(Qué hacer) Reescala las líneas desde la que contiene "trim on wall" hasta el final de las filas, ambas incluidas, y cópialas todas. Multiplica por 0,2 solo las coordenadas de las respuestas, redondeándolas a enteros con las mitades hacia arriba, y deja todo lo demás sin cambios.
+++ Datos +++
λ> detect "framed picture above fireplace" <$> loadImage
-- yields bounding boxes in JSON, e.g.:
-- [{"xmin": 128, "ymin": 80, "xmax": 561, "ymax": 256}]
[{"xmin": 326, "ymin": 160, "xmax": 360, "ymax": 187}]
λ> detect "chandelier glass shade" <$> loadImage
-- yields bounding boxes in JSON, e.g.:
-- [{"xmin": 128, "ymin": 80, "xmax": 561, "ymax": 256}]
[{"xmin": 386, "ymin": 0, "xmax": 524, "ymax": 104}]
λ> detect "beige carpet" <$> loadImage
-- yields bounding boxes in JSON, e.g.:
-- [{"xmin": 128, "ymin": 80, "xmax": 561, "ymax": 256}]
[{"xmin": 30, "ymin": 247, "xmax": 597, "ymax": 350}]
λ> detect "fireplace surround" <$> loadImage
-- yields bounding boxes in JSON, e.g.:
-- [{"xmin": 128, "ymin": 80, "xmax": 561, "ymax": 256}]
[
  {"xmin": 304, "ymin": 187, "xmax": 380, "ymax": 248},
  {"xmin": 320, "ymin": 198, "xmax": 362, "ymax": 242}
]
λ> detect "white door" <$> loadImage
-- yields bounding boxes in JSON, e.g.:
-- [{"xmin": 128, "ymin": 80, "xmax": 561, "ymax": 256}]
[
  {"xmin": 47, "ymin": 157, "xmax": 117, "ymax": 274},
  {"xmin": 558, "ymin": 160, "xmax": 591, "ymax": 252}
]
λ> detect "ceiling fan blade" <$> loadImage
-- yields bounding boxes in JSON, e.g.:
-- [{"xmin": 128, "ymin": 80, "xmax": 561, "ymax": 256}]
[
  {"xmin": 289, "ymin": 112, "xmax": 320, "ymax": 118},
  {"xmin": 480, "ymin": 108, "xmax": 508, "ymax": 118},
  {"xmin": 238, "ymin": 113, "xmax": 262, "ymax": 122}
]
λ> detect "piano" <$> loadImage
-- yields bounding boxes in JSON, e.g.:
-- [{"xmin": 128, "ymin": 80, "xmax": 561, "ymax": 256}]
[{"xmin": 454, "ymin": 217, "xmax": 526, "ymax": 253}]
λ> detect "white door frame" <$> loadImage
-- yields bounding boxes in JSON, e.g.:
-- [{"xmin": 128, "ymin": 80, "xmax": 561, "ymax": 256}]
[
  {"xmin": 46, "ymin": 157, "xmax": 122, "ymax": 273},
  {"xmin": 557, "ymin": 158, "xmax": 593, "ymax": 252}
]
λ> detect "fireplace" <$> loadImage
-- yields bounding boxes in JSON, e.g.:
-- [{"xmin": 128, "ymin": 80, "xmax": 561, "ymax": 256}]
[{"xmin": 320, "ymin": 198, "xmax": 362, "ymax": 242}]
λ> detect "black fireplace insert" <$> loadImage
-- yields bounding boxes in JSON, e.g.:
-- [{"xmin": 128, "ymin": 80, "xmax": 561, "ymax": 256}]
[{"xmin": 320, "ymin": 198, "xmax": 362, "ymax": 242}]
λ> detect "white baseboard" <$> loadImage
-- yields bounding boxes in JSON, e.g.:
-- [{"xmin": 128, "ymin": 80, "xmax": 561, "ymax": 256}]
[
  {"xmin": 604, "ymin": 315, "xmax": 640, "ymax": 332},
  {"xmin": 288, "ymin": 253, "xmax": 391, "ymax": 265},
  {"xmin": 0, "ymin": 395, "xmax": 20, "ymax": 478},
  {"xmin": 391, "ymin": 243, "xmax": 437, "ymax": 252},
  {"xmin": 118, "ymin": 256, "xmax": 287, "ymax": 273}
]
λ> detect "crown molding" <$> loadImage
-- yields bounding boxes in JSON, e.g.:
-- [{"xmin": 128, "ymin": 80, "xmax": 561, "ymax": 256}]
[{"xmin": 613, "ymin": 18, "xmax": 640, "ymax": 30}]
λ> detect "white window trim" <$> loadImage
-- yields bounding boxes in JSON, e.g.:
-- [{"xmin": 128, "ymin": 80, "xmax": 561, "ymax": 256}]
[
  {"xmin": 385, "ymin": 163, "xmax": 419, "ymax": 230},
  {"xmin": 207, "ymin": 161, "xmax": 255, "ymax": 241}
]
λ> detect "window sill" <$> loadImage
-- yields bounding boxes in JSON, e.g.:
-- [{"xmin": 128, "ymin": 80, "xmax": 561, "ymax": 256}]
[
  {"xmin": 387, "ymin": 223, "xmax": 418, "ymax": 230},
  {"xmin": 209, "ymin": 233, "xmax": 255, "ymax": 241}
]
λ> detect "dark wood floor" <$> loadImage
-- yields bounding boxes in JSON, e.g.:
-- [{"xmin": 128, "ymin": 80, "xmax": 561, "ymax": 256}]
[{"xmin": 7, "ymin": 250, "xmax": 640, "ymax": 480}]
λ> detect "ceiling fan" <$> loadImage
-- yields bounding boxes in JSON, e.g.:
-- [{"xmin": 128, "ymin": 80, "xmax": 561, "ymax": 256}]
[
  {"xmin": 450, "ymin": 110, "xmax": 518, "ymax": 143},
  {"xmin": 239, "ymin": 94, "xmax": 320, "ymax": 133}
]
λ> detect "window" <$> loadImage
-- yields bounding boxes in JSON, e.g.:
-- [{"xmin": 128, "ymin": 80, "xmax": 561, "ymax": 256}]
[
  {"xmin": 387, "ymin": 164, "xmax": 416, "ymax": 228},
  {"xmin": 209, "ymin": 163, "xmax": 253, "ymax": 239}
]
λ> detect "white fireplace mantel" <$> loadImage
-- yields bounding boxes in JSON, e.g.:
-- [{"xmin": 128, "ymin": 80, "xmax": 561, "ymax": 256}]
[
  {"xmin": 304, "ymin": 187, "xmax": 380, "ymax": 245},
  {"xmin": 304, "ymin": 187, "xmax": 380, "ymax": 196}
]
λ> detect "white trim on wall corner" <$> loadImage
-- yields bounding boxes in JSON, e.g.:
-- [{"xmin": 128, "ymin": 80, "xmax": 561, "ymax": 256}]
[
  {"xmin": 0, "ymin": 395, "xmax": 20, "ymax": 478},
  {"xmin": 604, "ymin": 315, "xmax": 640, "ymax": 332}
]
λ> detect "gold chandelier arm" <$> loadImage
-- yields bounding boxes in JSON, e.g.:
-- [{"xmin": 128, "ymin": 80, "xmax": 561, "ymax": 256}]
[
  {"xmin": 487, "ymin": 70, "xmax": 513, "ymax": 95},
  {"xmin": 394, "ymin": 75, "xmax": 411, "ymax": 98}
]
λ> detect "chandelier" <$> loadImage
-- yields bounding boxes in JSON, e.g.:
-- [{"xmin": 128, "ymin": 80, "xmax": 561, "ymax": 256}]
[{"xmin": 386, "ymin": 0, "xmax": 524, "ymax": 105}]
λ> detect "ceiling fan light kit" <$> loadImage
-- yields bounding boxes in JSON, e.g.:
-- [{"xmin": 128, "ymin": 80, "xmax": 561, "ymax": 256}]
+++
(Solución)
λ> detect "white trim on wall corner" <$> loadImage
-- yields bounding boxes in JSON, e.g.:
-- [{"xmin": 128, "ymin": 80, "xmax": 561, "ymax": 256}]
[
  {"xmin": 0, "ymin": 79, "xmax": 4, "ymax": 96},
  {"xmin": 121, "ymin": 63, "xmax": 128, "ymax": 66}
]
λ> detect "gold chandelier arm" <$> loadImage
-- yields bounding boxes in JSON, e.g.:
-- [{"xmin": 128, "ymin": 80, "xmax": 561, "ymax": 256}]
[
  {"xmin": 97, "ymin": 14, "xmax": 103, "ymax": 19},
  {"xmin": 79, "ymin": 15, "xmax": 82, "ymax": 20}
]
λ> detect "chandelier" <$> loadImage
-- yields bounding boxes in JSON, e.g.:
-- [{"xmin": 128, "ymin": 80, "xmax": 561, "ymax": 256}]
[{"xmin": 77, "ymin": 0, "xmax": 105, "ymax": 21}]
λ> detect "ceiling fan light kit" <$> loadImage
-- yields bounding boxes in JSON, e.g.:
-- [{"xmin": 128, "ymin": 80, "xmax": 561, "ymax": 256}]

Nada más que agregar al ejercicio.